## EXTRAIT CHOISI
:::::

Si très souvent la dénomination "post-apocalyptique" renvoie aux oeuvres qu'engendra, au début des années 80, MAD MAX 2 de George Miller, on oublie trop souvent que ce genre existait auparavant et donnait d'autres films qui traitaient à leur façon des éventuelles conséquences de l'apocalypse. Dès la fin des années 50 et jusqu'au début des années 70, le cinéma de science-fiction suivant les courants de pensée d'alors, développa tout un côté écologique en portant à l'écran ce sujet douloureux. Parmi toutes les oeuvres du genre, on se souviendra, par exemple, de LA BOMBE de Peter Watkins, signé en 1965. Un film qui se rapproche du JOUR D'APRES de Nicholas Meyer puisqu'il s'agit d'un efficace pseudo-documentaire traitant de l'holocauste nucléaire et de ses terribles conséquences.

:::::

## DONNÉES FOURNIES

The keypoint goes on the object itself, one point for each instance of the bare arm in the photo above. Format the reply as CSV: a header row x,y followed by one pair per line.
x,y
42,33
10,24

:::::

## CONSIGNE
Reprenez le texte sur le cinéma post-apocalyptique après sa dernière phrase et prolongez-en le propos.

## RÉPONSE
Si tous ces films mettent le plus souvent en scène une poignée de survivants errant dans des villes ravagées, désertes ou non, en quête d'une nouvelle humanité, peu si l'on excepte LA BOMBE, avaient réellement mis en images toute l'horreur d'un tel cauchemar en dépeignant non seulement la catastrophe elle même, le feu nucléaire, son souffle dévastateur mais également les instants immédiats qui suivent l'horreur et ses effroyables conséquences sur les malheureux survivants, victimes de la folie de nos puissants dirigeants. Jusqu'alors la seule représentation que le cinéma nous avait donnée des malheureuses victimes rescapées du cataclysme était certes marquante mais restait encore ancrée dans une certaine fiction. Entre autres exemples, le cinéphile a encore en tête les effrayants monstres mutants du japonais NOSTRADAMUS FIN DU MONDE AN 2000. Beaucoup moins efficaces sont, en ce sens, les habituelles hordes de punks barbares bardés de cuir qui dans les années 80 allaient devenir l'esquisse type du rescapé post-atomique.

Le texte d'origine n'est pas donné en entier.